The problem >> What follows is a set of entries. Repeat them exactly, but not their pictures.

Pointing and labeling entries

-------------------------

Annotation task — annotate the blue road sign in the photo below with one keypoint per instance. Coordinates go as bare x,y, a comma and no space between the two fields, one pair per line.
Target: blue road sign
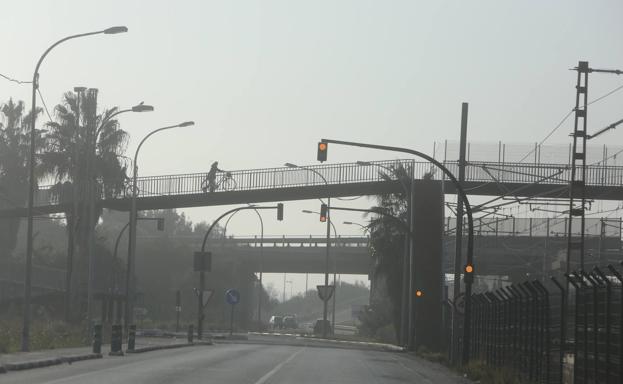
232,296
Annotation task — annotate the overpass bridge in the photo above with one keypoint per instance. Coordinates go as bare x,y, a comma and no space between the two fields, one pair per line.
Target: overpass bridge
513,247
512,180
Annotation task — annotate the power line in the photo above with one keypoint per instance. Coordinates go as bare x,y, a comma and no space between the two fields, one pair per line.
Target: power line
15,80
44,104
606,95
569,114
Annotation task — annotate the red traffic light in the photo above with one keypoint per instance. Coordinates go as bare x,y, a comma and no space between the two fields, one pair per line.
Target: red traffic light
323,212
322,151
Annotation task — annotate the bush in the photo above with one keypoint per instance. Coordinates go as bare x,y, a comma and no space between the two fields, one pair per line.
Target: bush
43,335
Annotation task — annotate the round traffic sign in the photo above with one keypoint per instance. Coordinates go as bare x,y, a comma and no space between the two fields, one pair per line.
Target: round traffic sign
459,303
232,296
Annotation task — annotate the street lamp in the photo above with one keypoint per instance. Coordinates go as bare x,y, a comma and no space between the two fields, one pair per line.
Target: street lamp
326,273
129,287
31,180
278,207
160,227
259,299
334,268
141,107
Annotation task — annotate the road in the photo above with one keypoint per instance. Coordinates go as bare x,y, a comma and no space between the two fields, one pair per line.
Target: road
252,363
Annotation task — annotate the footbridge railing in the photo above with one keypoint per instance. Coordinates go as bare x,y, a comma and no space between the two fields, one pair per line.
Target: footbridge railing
342,173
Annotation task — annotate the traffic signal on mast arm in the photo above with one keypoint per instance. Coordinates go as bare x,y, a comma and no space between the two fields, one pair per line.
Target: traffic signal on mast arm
323,213
469,273
280,211
322,151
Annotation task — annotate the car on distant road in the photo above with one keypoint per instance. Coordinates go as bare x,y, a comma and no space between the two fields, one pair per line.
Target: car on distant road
318,325
289,322
276,322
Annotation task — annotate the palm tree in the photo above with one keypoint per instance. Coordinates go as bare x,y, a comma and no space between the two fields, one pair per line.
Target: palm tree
387,239
78,137
14,151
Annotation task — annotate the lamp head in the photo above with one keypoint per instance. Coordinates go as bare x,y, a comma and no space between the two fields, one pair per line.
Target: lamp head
142,108
115,30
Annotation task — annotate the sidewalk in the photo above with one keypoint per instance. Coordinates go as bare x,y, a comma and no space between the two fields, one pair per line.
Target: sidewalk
43,358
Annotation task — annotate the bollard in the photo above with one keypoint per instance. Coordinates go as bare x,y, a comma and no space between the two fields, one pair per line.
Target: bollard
190,334
97,338
131,338
115,340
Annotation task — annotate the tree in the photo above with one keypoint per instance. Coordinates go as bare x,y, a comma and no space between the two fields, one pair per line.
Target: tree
388,241
14,156
83,149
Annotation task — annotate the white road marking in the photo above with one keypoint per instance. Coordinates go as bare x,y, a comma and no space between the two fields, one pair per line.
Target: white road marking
270,374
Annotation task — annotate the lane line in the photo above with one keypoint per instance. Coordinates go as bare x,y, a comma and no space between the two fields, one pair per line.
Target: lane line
270,374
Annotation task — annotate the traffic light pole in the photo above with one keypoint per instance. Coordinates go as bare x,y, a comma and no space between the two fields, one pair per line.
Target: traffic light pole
326,270
470,238
278,207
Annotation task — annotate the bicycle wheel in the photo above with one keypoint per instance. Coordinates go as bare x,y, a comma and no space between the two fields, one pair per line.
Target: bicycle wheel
228,184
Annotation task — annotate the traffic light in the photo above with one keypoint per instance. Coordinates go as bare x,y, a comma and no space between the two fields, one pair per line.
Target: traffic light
323,213
469,273
280,211
322,151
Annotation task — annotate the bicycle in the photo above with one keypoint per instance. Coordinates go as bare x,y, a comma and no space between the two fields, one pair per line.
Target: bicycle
225,183
127,188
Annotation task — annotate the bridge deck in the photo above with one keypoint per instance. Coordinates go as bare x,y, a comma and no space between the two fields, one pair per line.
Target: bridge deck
346,179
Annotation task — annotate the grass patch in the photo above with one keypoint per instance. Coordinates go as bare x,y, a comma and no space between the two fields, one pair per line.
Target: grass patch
478,370
43,335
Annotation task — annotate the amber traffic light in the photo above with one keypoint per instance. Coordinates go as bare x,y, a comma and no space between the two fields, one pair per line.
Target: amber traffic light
323,212
322,151
280,211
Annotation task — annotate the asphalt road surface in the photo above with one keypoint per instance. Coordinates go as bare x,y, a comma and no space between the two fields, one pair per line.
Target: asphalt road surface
244,363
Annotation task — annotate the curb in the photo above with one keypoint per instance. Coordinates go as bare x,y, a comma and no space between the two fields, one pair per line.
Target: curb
47,362
169,346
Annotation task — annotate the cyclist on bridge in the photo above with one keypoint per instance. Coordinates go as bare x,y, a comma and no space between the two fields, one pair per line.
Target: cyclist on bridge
211,178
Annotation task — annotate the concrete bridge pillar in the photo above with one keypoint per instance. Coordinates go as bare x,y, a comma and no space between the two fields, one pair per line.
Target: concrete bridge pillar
429,220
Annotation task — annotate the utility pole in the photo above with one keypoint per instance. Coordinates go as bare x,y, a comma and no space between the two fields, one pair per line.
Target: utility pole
454,353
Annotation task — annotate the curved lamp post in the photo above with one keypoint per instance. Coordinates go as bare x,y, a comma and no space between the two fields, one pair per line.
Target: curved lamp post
328,247
334,270
129,287
91,192
31,179
468,277
202,272
259,298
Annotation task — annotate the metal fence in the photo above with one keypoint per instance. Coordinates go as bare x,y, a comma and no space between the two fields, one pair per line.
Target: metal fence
554,332
345,173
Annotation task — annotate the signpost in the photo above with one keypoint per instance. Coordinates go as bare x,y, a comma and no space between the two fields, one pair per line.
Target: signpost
202,262
232,296
325,292
178,309
459,303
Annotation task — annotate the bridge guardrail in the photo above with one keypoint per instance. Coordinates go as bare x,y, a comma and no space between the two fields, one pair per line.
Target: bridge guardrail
345,173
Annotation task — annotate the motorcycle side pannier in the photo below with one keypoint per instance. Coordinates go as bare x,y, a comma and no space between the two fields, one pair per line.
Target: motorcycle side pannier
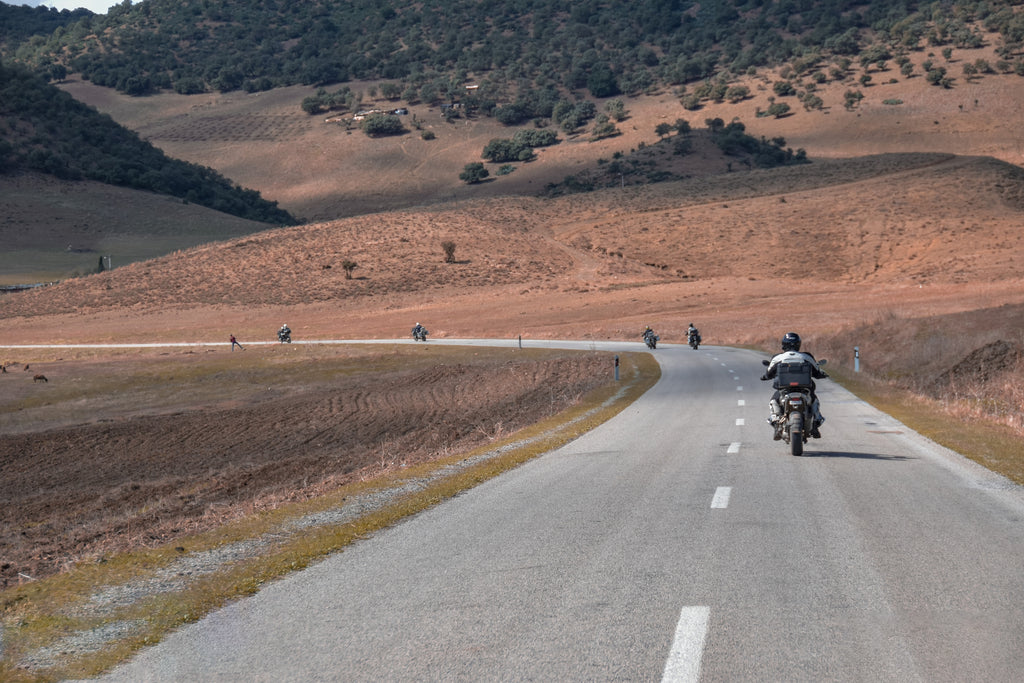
794,375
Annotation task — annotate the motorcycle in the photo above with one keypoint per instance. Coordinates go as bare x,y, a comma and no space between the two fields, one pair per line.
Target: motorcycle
797,420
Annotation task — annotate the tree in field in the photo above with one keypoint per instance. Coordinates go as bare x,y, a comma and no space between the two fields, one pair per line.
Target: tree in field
473,173
616,109
449,248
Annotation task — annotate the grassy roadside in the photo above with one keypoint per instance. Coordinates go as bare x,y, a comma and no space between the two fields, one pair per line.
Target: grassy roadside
45,623
995,446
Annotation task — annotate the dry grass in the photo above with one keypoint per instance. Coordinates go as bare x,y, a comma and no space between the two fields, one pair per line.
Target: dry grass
42,613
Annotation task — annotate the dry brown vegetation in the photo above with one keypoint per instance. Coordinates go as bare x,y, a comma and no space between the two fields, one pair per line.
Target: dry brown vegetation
136,450
901,238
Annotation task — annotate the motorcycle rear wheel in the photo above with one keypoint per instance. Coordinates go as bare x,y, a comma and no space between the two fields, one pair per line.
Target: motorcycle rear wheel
797,434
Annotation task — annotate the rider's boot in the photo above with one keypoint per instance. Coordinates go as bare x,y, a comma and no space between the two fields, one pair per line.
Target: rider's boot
776,419
818,419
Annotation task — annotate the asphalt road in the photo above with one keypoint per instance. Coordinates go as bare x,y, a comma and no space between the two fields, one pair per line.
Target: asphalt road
676,542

-------------------------

Answer to the problem >>
Annotation task — annotate the blue road sign in the photo below with one keypoint per instance. Coordinates go as bare x,y, a comma and no space between the two fields, one pair per line.
Target: blue road sign
232,296
Annotation task — annotate the overpass bridge in the photo above with one keypoint per instance. Coordinates go as bare x,y, a comma and no space between the two fields, one pair per line.
Target: overpass bridge
513,247
512,180
Annotation task — annotate the power line in the photo above with one keypoint per instance. Coordinates go as bare x,y, a comma and no space between the two fields, one pair per line.
Target: power line
15,80
44,104
606,95
569,114
Annotation task — annotate the red traffic light in the photo above with one keypoint per instance. Coordinates go as bare x,y, a comma and no space between the two fields, one pair per line.
Target: red traffic light
323,212
322,151
Annotation task — annotate the bush in the photo above with one keypoint per instance. Coordinates go as bare x,y, a comma and no space between the two fields, one pair per line.
Target: bush
43,335
Annotation task — annotate the round traffic sign in the photo above with one keypoint per instance. Coordinates go as bare x,y, a comma and no space between the two fields, one pair per line.
Target: round traffic sign
459,303
232,296
Annotation task — annotate the street lamp in the photo above with one keypoint per instance. Coordinates go as bare x,y, a comma and no space between the two fields, one pair per line.
Target: street lamp
326,273
129,287
31,180
278,207
160,227
259,299
334,268
141,107
Annotation task — annotate the road in the photo above with one keypoint per instance. Coordinates go as bare x,y, a comma and no space between the two fields, one pair per line.
Target: road
252,363
Annotation task — annotate the footbridge railing in the photo above with one keypoint per instance. Coordinates go as bare x,y, a comma and no space between the two fields, one pair per line.
Target: footbridge railing
342,173
Annotation task — annotate the traffic signal on mast arm in the photo above with one keypoint per instance. Coordinates go as bare x,y, a comma and no space between the two fields, one pair per line.
Target: traffic signal on mast arm
323,213
469,273
280,211
322,151
Annotation task — annotate the car on distant road in the photo above with one keypoint per instance. Coordinates go as bare x,y, a comma and no space between the two fields, one pair per line.
Target: car on distant road
318,325
289,322
276,322
Annotation task — annotate the palm tree in the photo above with one keypoint per instance. Coordinates go as bare x,y, a comma and no space between the two fields, one pair per line.
Target: palm tree
387,239
78,137
14,151
Annotation task — annotate the lamp head in the photo above with one keypoint per instance. Coordinates go as bare x,y, a comma and no space between the two fields, one pair per line.
Target: lamp head
142,108
115,30
Annotation task — annotate the sidewalk in the photo above with one keypoint per instance. Coordinates go as bare x,y, a comma and no space between the two fields, one pair per line.
Target: sidewalk
43,358
Annotation task — annotate the bollard in the photo above with one keypoint per instance. Coordinates go as bare x,y, a comma and no space between the two fields, one pair per line.
Target: bollard
190,334
97,338
131,338
115,340
Annotation task — annotate the tree in the photo above with one keypoint per instance. Coordinates go as bare x,y, a comma and no space between the two fields, one pair per line.
Target: tree
388,241
14,156
83,149
Annotation task — annotate the white road marking in the photo above with one keypoint per instance. Coordinates go as bare x,y, a comma and no space between the two fields, one pair per line.
Target: white road marking
270,374
Annotation task — annotate the lane line in the photo above with one keypoint per instance. Coordinates go as bare x,y, a comma and no space between the two fields, one pair per line.
Target: lane line
270,374
Annotation task — annotate the traffic light pole in the photo above with one keypoint per instance. Coordinates go as bare x,y, a comma and no space between the two fields, one pair per line.
Target: traffic light pole
326,270
470,238
278,207
Annotation task — annotate the bicycle wheel in the photo above with one keypoint per instance. Coordinates go as bare x,y, a comma and no space between the two fields, one pair per line.
Target: bicycle wheel
228,184
Annotation task — annotate the traffic light in the photo above with one keypoint per instance. Coordinates go as bare x,y, a comma and no space between the two fields, one pair per line.
Target: traffic light
323,213
469,273
280,211
322,151
Annotation task — annotate the bicycle in the photo above with one keypoint per instance. Coordinates go as bare x,y, a comma and no space between the two fields, one pair per line.
Target: bicycle
225,183
127,188
Annotation task — annotate the bridge deck in the photo above with one keypoint per instance. Coordinates go as bare x,y, a comma and no space between the two fields, one pair per line.
Target: bridge deck
346,179
Annotation task — annotate the grass patch in the photo above with one keypoint per instance. Coordinates go as bare x,y, a comma and no space between the two fields, one pair per line.
Target: grass patch
478,370
43,335
Annotation task — annotate the amber traffic light in the photo above with one keypoint per instance. Coordinates go as bare x,y, a comma and no space between the two fields, one pair per line.
Target: amber traffic light
323,212
322,151
280,211
Annotation task — annotate the asphalt road surface in the photo above with one keypoint per instance. Coordinates go as bare x,y, a comma and no space between the two fields, one pair per line.
Target: asphalt road surface
244,363
Annotation task — annotate the curb in the photo above with one keypoint per instance. Coordinates go as bare x,y, a comma and no space between the two fields, one pair per line.
Target: curb
47,362
169,346
Annotation task — annotate the cyclist on bridge in the photo above with one keypoint per instance. Coordinates go as bare x,y, a comma and no space between the two fields, one pair per line.
Target: cyclist on bridge
211,178
Annotation task — annotate the concrete bridge pillar in the photo above with one keypoint per instance. Coordinates go as bare x,y, a comma and no space between the two fields, one pair per line.
Target: concrete bridge pillar
429,220
Annotation task — annotate the utility pole in the photo above with one keypoint per instance. Coordinates go as bare x,y, a comma and no space between the two fields, one pair per line.
Target: utility pole
454,353
Annotation task — annotate the curved lamp post in the photo above with one keypoint per instance. Coordinates go as bare x,y, a comma and no space between the two fields, one pair per line.
Target: curved lamp post
328,247
334,270
129,287
91,192
31,179
468,277
202,272
259,298
Annotation task — annotate the metal fence in the photo above with one keypoint per instance. Coordinates go as bare x,y, a comma and no space between the two fields, one pair per line.
Target: metal fence
554,332
345,173
Annotation task — annotate the signpost in the photo above with one keypoint per instance. Coordinates go as bare x,y, a comma and no space between the two fields, one pair per line.
Target: signpost
202,262
232,296
325,292
178,309
459,303
Annotation task — annotate the bridge guardrail in the photo above with one keypoint per instance. Coordinates go as bare x,y, a comma and no space between the two fields, one pair per line.
Target: bridge guardrail
345,173
Annotation task — annotate the motorcycle side pannier in the photo below with one keypoint per instance. Coordinates go as bare x,y, a comma and no space between the two fields, one pair per line.
Target: motorcycle side pannier
794,375
Annotation task — annotate the motorcycle in the photo above with one keypoint per instance. Coordinates go as bare x,y, a comma and no space between the two fields, one pair per line.
Target: motorcycle
797,420
Annotation task — annotate the tree in field in the photo above with one keypoint per instance. Coordinates go as bare x,y, a comma and no space between the two fields, one pair per line.
Target: tree in field
473,173
616,109
449,248
Annotation task — annotate the grassy roadside in the photo above with one keypoint per instance. Coordinates go as bare x,y, a comma and no space between the two fields, one pair per line.
Target: grassy roadside
45,623
995,446
Annotation task — annotate the dry grass in the photo above with one keypoint per instance. Coordinates go as bare x,y, a comma and no space between the two fields, one pair per line.
Target: dry grass
42,613
Annotation task — annotate the dry brown vegetation in the photo above with one keypoint per instance. Coordinates go as bare x,y, a comma and no space between the two fields, one pair per line.
Target: dry brown vegetation
136,450
901,238
Annotation task — annotate the motorcycle rear wheel in the photo above with one keypoint per instance. Coordinates go as bare x,y, a comma and no space between the two fields, one pair per line.
Target: motorcycle rear wheel
797,434
Annotation task — annotate the rider's boot in the photo above with one keypoint per instance. Coordinates go as bare x,y, a comma and no space between the two fields, one pair per line.
Target: rider's boot
776,419
818,419
Annotation task — annotate the asphalt road in the photo above with one keypoint per instance. Coordinates go as bare x,y, a comma and no space between the two fields, one pair per line.
Target: asphalt road
676,542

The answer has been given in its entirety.